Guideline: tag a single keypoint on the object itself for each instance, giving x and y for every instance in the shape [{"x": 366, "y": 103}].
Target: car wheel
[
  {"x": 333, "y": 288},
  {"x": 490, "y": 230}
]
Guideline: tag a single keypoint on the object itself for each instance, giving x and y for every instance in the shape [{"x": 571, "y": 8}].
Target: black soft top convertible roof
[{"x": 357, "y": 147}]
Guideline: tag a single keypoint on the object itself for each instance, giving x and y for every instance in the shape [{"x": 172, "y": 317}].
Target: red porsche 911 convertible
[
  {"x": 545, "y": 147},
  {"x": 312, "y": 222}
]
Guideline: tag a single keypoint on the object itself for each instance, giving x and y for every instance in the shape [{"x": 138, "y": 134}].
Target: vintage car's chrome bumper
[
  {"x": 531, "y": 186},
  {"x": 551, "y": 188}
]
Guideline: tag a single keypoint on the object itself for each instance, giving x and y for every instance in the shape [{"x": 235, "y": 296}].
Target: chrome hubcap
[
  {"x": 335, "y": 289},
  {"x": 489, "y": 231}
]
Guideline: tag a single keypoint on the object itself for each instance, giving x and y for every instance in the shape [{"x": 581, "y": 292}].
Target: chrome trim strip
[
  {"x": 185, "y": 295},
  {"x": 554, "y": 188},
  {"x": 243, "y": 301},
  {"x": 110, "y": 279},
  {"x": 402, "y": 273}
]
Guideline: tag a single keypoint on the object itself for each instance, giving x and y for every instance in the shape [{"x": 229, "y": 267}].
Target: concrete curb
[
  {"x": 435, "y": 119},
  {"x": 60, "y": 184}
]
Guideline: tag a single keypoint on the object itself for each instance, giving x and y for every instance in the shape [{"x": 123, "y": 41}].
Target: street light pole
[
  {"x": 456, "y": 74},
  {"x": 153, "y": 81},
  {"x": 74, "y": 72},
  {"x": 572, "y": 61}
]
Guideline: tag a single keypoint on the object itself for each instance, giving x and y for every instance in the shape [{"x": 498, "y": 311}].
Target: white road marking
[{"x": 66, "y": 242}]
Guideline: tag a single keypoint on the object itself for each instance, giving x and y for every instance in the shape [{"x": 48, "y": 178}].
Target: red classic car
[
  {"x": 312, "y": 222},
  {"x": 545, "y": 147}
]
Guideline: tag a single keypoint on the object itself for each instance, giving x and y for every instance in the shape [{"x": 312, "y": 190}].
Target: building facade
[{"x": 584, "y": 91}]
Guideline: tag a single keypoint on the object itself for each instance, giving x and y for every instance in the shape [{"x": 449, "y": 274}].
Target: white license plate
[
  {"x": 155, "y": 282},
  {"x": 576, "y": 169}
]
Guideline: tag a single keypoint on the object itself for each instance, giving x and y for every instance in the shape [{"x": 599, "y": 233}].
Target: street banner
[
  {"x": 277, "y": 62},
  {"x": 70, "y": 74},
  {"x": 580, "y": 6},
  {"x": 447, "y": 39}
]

▶ _Action item_
Restate every record verbatim.

▶ _Solution to this problem_
Guideline: tag a single keypoint on the object itself for each instance, giving x and y for every instance in the shape [{"x": 366, "y": 103}].
Target: car wheel
[
  {"x": 333, "y": 288},
  {"x": 490, "y": 230}
]
Guideline: tag a single keypoint on the object itself for each instance, giving x and y for every instance in the shape [{"x": 571, "y": 8}].
Target: black soft top convertible roof
[{"x": 357, "y": 147}]
Guideline: tag a single keypoint on the object itself for each instance, giving x and y for every instance in the shape [{"x": 172, "y": 317}].
Target: red porsche 911 convertible
[
  {"x": 545, "y": 147},
  {"x": 312, "y": 222}
]
Guideline: tag a single keypoint on the object itself for each instance, giving x and y for every instance in the shape [{"x": 138, "y": 134}].
Target: vintage car's chrome bumper
[
  {"x": 531, "y": 186},
  {"x": 551, "y": 188}
]
Guideline: tag a single keypoint on the object itself for each instance, giving x and y for every instance in the shape [{"x": 235, "y": 296}].
Target: chrome hubcap
[
  {"x": 335, "y": 289},
  {"x": 489, "y": 231}
]
Guideline: tag a single keypoint on the object itself for each instance, giving x and y for every instance in the shape [{"x": 581, "y": 292}].
Target: chrome trim strip
[
  {"x": 185, "y": 295},
  {"x": 554, "y": 188},
  {"x": 243, "y": 301},
  {"x": 110, "y": 279},
  {"x": 402, "y": 273}
]
Guideline: tag a single keypoint on the object itself for each instance, giving x and y for every instance in the shape [{"x": 229, "y": 267}].
Target: concrete curb
[
  {"x": 435, "y": 119},
  {"x": 60, "y": 184}
]
Guideline: tag a single keypoint on the object itself for each instance, giving x and y for every instance in the shape [{"x": 123, "y": 41}].
Target: street light pole
[
  {"x": 456, "y": 74},
  {"x": 153, "y": 81},
  {"x": 74, "y": 72},
  {"x": 572, "y": 61}
]
Guideline: tag a single keypoint on the object itself for each instance, giving x and y for every instance in the shape [{"x": 498, "y": 311}].
Target: white road marking
[{"x": 66, "y": 242}]
Guideline: tag a single keypoint on the object itself for each instance, giving x and y for every instance in the shape [{"x": 48, "y": 178}].
Target: red classic car
[
  {"x": 312, "y": 222},
  {"x": 545, "y": 147}
]
Guideline: tag a single keypoint on the object itself for each instance, giving x and y for every instance in the shape [{"x": 312, "y": 190}].
Target: building facade
[{"x": 584, "y": 91}]
Guideline: tag a single keypoint on the object itself for each instance, giving x and y for every instance in the shape [{"x": 449, "y": 274}].
Target: white license plate
[
  {"x": 155, "y": 282},
  {"x": 576, "y": 169}
]
Guideline: tag a single keypoint on the object itself for each instance, giving x and y for every instance in the shape [{"x": 599, "y": 233}].
Target: street banner
[
  {"x": 277, "y": 62},
  {"x": 70, "y": 74},
  {"x": 580, "y": 6},
  {"x": 447, "y": 39}
]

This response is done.